====== Source excerpt
Ask HN: Should companies blame a third-party for a defect/problem? - yuhong

WakeMate once blamed China when the power adapter shipped with it damaged the WakeMate. Later another Hacker News thread talked about whether Reddit should blame Amazon for the outages. What do you think?
======
regularfry
There's another situation I've seen happen where there's clearly a problem
with a third party's component, and customers are looking to you to fix it,
but the third party is genuinely not to blame for the problem and it would be
unfair to expose them to the negative PR which would result. In my case this
was with a component on a car which caused what looked to the customer to be a
worrying defect (so the negative PR would have been significant), but was in
fact completely harmless, and it only ever manifested in a fairly narrow range
of meteorological conditions.

All you can really do then is hunker down and work together to fix the
problem. There's nothing to be gained by alienating the only people who can
fix something which is, at the end of the day, making _you_ look bad.
============
Written problem 1: Can you extract, word for word, the part of the thread on blaming third parties for defects that runs from "Ask HN: Should" to "of meteorological conditions."?
Written problem 2: Could you continue the discussion about whether companies should blame third parties for defects, starting right after its final sentence?
====== Entries provided
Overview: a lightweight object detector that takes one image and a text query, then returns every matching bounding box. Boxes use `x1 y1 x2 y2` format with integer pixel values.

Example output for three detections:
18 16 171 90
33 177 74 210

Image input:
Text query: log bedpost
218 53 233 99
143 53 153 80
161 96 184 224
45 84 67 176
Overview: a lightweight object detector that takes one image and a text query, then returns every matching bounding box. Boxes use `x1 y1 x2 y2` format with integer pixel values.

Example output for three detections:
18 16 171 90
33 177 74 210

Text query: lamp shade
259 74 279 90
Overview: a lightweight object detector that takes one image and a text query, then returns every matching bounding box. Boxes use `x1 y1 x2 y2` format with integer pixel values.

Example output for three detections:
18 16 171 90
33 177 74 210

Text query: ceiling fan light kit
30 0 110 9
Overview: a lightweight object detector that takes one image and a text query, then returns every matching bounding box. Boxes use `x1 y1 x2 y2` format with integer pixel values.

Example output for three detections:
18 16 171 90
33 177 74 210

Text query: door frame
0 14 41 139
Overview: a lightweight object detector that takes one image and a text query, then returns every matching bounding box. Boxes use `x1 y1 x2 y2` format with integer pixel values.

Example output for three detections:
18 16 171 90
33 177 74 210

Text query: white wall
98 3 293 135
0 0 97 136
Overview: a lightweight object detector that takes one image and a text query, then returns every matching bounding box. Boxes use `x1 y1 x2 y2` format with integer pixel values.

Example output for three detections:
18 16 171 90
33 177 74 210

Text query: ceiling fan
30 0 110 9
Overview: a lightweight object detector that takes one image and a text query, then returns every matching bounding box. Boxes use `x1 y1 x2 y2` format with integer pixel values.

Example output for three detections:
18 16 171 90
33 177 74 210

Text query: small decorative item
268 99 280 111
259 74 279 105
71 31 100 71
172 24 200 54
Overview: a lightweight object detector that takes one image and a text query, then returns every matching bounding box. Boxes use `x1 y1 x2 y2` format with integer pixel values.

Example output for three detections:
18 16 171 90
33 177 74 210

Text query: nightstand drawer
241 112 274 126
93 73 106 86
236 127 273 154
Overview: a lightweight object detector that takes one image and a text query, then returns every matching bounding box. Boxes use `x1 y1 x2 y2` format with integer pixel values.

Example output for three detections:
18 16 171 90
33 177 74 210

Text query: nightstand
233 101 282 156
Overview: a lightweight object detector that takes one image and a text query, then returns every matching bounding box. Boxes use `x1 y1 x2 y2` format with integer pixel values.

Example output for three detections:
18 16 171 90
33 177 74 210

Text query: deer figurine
============
Task response 1:
Ask HN: Should companies blame a third-party for a defect/problem? - yuhong

WakeMate once blamed China when the power adapter shipped with it damaged the WakeMate. Later another Hacker News thread talked about whether Reddit should blame Amazon for the outages. What do you think?
======
regularfry
There's another situation I've seen happen where there's clearly a problem
with a third party's component, and customers are looking to you to fix it,
but the third party is genuinely not to blame for the problem and it would be
unfair to expose them to the negative PR which would result. In my case this
was with a component on a car which caused what looked to the customer to be a
worrying defect (so the negative PR would have been significant), but was in
fact completely harmless, and it only ever manifested in a fairly narrow range
of meteorological conditions.

Task response 2:
------
morrow
I think an important corollary is whether or not disclosing the source of a
problem outside of your organization automatically assigns blame to them,
intended or not.

In my opinion, however, the most important trait of a press statement
regarding defects/problems is who outright says "I (we) accept full
responsibility" or "I (we) place full responsibility on X". If that isn't ever
said in some way, shape, or form, and it's just implied, I think that shows
less character than at least making a call one way or the other, and accepting
the consequences.